练习: 将下方记录中从含有“wall in the photo above.”的那一行起，直到记录末尾的各行，逐字重新抄写一遍，首尾两行都要包括在内。

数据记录
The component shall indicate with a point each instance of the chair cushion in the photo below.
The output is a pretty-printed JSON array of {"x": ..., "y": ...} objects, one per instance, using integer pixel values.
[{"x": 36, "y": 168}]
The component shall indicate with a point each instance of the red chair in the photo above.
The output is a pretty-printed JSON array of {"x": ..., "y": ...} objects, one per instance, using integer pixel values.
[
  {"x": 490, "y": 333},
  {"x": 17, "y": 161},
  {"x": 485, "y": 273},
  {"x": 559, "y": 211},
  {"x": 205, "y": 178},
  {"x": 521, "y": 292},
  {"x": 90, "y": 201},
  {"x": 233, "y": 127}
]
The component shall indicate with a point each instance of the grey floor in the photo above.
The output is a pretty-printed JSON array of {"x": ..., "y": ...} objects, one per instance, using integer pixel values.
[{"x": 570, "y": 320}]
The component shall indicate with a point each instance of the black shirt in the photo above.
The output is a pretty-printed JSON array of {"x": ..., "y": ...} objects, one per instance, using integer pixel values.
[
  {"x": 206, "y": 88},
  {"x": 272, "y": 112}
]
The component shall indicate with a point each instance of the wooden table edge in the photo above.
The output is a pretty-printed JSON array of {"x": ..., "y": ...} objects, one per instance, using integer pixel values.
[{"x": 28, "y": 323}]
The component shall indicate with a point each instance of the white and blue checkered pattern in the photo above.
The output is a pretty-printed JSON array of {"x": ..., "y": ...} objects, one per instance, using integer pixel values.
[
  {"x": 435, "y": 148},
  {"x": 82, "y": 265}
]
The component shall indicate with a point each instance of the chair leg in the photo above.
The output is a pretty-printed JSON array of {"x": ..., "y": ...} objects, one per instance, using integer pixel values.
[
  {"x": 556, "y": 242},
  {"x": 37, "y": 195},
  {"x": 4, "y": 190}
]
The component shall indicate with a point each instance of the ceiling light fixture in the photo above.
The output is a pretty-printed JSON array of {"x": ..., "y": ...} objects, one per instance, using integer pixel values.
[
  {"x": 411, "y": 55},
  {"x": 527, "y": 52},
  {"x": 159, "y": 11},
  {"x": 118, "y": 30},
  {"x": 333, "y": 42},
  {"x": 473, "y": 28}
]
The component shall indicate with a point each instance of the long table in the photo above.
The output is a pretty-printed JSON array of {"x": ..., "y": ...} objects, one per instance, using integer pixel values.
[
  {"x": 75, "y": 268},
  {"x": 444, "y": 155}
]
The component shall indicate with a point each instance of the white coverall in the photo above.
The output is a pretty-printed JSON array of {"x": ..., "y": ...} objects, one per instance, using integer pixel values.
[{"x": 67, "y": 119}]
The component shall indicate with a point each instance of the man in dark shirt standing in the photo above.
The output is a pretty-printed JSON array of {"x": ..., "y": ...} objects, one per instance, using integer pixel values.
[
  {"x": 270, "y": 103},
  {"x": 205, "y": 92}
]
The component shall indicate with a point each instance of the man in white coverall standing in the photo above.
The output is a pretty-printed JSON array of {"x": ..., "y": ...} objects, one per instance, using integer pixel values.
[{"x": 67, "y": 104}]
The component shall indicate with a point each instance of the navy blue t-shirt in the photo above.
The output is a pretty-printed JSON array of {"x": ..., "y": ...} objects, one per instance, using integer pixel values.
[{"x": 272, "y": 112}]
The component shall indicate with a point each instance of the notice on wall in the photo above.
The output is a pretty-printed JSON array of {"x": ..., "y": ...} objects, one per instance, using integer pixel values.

任务结果:
The component shall indicate with a point each instance of the notice on wall in the photo above.
The output is a pretty-printed JSON array of {"x": ..., "y": ...} objects, one per instance, using integer pixel values.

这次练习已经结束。